_Goal of the exercise:_ Write each line out exactly, leaving none out.

_Entries shown:_
#####
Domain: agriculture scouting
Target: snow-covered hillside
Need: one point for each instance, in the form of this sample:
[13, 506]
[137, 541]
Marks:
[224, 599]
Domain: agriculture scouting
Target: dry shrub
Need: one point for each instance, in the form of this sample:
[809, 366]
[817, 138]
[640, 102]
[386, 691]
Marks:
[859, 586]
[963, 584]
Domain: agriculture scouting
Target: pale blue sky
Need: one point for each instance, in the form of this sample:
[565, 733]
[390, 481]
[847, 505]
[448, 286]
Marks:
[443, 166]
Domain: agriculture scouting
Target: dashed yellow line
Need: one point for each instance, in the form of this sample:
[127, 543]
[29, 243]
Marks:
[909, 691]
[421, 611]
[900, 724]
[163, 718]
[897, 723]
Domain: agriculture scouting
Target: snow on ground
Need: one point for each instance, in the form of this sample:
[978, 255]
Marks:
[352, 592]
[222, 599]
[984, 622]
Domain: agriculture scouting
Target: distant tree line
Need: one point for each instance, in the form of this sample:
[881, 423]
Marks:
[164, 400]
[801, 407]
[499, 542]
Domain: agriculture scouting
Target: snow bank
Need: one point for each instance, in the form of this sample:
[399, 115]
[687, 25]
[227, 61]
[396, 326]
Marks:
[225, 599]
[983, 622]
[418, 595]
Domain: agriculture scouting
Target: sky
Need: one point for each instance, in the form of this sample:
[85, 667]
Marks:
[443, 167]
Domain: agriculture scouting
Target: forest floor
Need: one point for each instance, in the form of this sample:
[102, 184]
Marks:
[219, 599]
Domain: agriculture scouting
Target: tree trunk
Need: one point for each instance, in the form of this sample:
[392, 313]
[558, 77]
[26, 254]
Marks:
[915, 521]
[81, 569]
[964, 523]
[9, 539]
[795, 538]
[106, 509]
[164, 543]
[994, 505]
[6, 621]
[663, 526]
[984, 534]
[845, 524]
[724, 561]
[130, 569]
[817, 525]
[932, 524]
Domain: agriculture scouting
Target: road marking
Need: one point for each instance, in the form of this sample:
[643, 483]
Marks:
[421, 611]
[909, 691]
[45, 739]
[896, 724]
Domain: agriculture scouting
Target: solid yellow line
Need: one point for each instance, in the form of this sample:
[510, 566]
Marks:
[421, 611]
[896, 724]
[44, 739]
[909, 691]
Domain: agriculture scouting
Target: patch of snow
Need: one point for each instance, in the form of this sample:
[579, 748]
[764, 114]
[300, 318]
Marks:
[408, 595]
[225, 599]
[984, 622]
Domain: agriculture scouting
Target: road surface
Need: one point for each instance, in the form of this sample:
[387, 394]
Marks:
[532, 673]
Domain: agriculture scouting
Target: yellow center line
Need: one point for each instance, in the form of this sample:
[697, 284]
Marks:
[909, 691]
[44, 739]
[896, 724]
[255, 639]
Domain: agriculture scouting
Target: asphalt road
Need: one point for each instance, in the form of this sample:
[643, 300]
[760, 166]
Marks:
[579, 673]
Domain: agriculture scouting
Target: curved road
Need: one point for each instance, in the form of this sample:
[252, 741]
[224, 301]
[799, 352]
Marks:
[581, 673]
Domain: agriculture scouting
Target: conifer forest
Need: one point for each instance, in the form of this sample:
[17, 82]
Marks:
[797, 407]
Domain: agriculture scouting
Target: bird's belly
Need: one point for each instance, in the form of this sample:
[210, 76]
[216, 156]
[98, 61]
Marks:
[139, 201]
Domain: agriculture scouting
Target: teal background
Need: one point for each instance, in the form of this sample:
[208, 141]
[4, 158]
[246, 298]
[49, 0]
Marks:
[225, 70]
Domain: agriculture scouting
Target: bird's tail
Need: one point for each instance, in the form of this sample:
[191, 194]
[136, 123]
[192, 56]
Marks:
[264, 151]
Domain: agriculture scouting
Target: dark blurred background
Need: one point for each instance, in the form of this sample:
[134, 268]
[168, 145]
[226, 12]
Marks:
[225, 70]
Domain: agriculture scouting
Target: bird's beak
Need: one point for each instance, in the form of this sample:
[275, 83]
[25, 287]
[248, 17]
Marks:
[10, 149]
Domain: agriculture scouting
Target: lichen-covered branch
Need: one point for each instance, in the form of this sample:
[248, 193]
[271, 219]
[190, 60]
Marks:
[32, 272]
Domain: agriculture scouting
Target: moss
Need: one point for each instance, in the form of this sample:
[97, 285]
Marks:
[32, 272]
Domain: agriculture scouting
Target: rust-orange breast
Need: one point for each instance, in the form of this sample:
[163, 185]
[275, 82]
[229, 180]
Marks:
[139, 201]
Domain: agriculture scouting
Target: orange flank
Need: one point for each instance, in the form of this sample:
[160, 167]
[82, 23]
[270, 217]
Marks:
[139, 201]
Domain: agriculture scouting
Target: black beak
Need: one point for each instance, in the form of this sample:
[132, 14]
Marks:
#####
_Task response:_
Domain: agriculture scouting
Target: snow-covered hillside
Need: one point for each instance, in the form of this sample:
[13, 506]
[137, 541]
Marks:
[224, 599]
Domain: agriculture scouting
Target: dry shrub
Need: one point for each instance, in the form of this sample:
[809, 366]
[817, 138]
[640, 102]
[386, 691]
Marks:
[859, 586]
[963, 584]
Domain: agriculture scouting
Target: pale blue sky
Need: one point for each instance, in the form of this sample:
[565, 733]
[390, 481]
[847, 505]
[448, 286]
Marks:
[443, 166]
Domain: agriculture scouting
Target: dashed yellow line
Need: one point for each instance, in the form of this sample:
[127, 543]
[29, 243]
Marks:
[909, 691]
[421, 611]
[900, 724]
[163, 718]
[897, 723]
Domain: agriculture scouting
Target: snow on ground
Need: one point for each instance, in the form of this sample:
[978, 255]
Marks:
[352, 592]
[222, 599]
[984, 622]
Domain: agriculture scouting
Target: distant tree line
Need: one point for each instance, in the form of this sample:
[881, 423]
Marks:
[164, 400]
[801, 407]
[499, 542]
Domain: agriculture scouting
Target: snow bank
Need: one point for each instance, in the form of this sample:
[399, 115]
[687, 25]
[227, 61]
[396, 326]
Marks:
[225, 599]
[983, 622]
[418, 595]
Domain: agriculture scouting
Target: sky
Need: one point for each instance, in the form of this sample:
[85, 667]
Marks:
[443, 167]
Domain: agriculture scouting
Target: forest floor
Need: one point for each instance, in the form of this sample:
[102, 184]
Marks:
[219, 599]
Domain: agriculture scouting
Target: tree trunk
Need: one point for each instance, in the form of this sample:
[392, 313]
[558, 77]
[26, 254]
Marks:
[915, 521]
[81, 569]
[964, 523]
[9, 539]
[795, 538]
[106, 509]
[164, 543]
[994, 505]
[6, 621]
[663, 526]
[984, 534]
[845, 524]
[724, 561]
[130, 569]
[817, 525]
[932, 524]
Domain: agriculture scouting
Target: road marking
Need: one point for each instance, in the form of this sample:
[643, 483]
Marks:
[421, 611]
[909, 691]
[45, 739]
[896, 724]
Domain: agriculture scouting
Target: solid yellow line
Need: one point for each instance, in the form of this sample:
[510, 566]
Marks:
[421, 611]
[896, 724]
[44, 739]
[909, 691]
Domain: agriculture scouting
Target: patch of snow
Need: one point for each instance, in the form of this sample:
[579, 748]
[764, 114]
[300, 318]
Marks:
[408, 595]
[225, 599]
[984, 622]
Domain: agriculture scouting
Target: road surface
Need: one point for each instance, in the form of this sample:
[387, 394]
Marks:
[532, 673]
Domain: agriculture scouting
Target: yellow center line
Need: one point for each instance, in the form of this sample:
[697, 284]
Marks:
[909, 691]
[44, 739]
[896, 724]
[255, 639]
Domain: agriculture scouting
Target: asphalt road
Need: one point for each instance, in the form of this sample:
[643, 300]
[760, 166]
Marks:
[579, 673]
Domain: agriculture scouting
Target: curved road
Need: one point for each instance, in the form of this sample:
[252, 741]
[224, 301]
[799, 352]
Marks:
[581, 673]
Domain: agriculture scouting
Target: conifer forest
Need: one point for each instance, in the form of this sample:
[17, 82]
Marks:
[797, 407]
Domain: agriculture scouting
Target: bird's belly
Need: one point for each instance, in the form of this sample:
[210, 76]
[216, 156]
[98, 61]
Marks:
[139, 201]
Domain: agriculture scouting
Target: teal background
Need: one point for each instance, in the form of this sample:
[208, 141]
[4, 158]
[246, 298]
[49, 0]
Marks:
[225, 70]
Domain: agriculture scouting
Target: bird's tail
Need: one point for each instance, in the form of this sample:
[191, 194]
[136, 123]
[192, 56]
Marks:
[264, 151]
Domain: agriculture scouting
Target: dark blurred background
Need: one point for each instance, in the form of this sample:
[134, 268]
[168, 145]
[226, 12]
Marks:
[225, 70]
Domain: agriculture scouting
Target: bird's beak
Need: one point for each instance, in the form of this sample:
[275, 83]
[25, 287]
[248, 17]
Marks:
[10, 149]
Domain: agriculture scouting
Target: lichen-covered branch
Need: one point for each instance, in the form of this sample:
[248, 193]
[271, 219]
[190, 60]
Marks:
[32, 272]
Domain: agriculture scouting
Target: moss
Need: one point for each instance, in the form of this sample:
[97, 285]
Marks:
[32, 272]
Domain: agriculture scouting
Target: rust-orange breast
Need: one point for each instance, in the form of this sample:
[163, 185]
[275, 82]
[229, 180]
Marks:
[139, 201]
Domain: agriculture scouting
Target: orange flank
Need: one point for each instance, in the form of this sample:
[160, 167]
[82, 23]
[270, 217]
Marks:
[139, 201]
Domain: agriculture scouting
Target: black beak
Need: one point for each instance, in the form of this sample:
[132, 14]
Marks:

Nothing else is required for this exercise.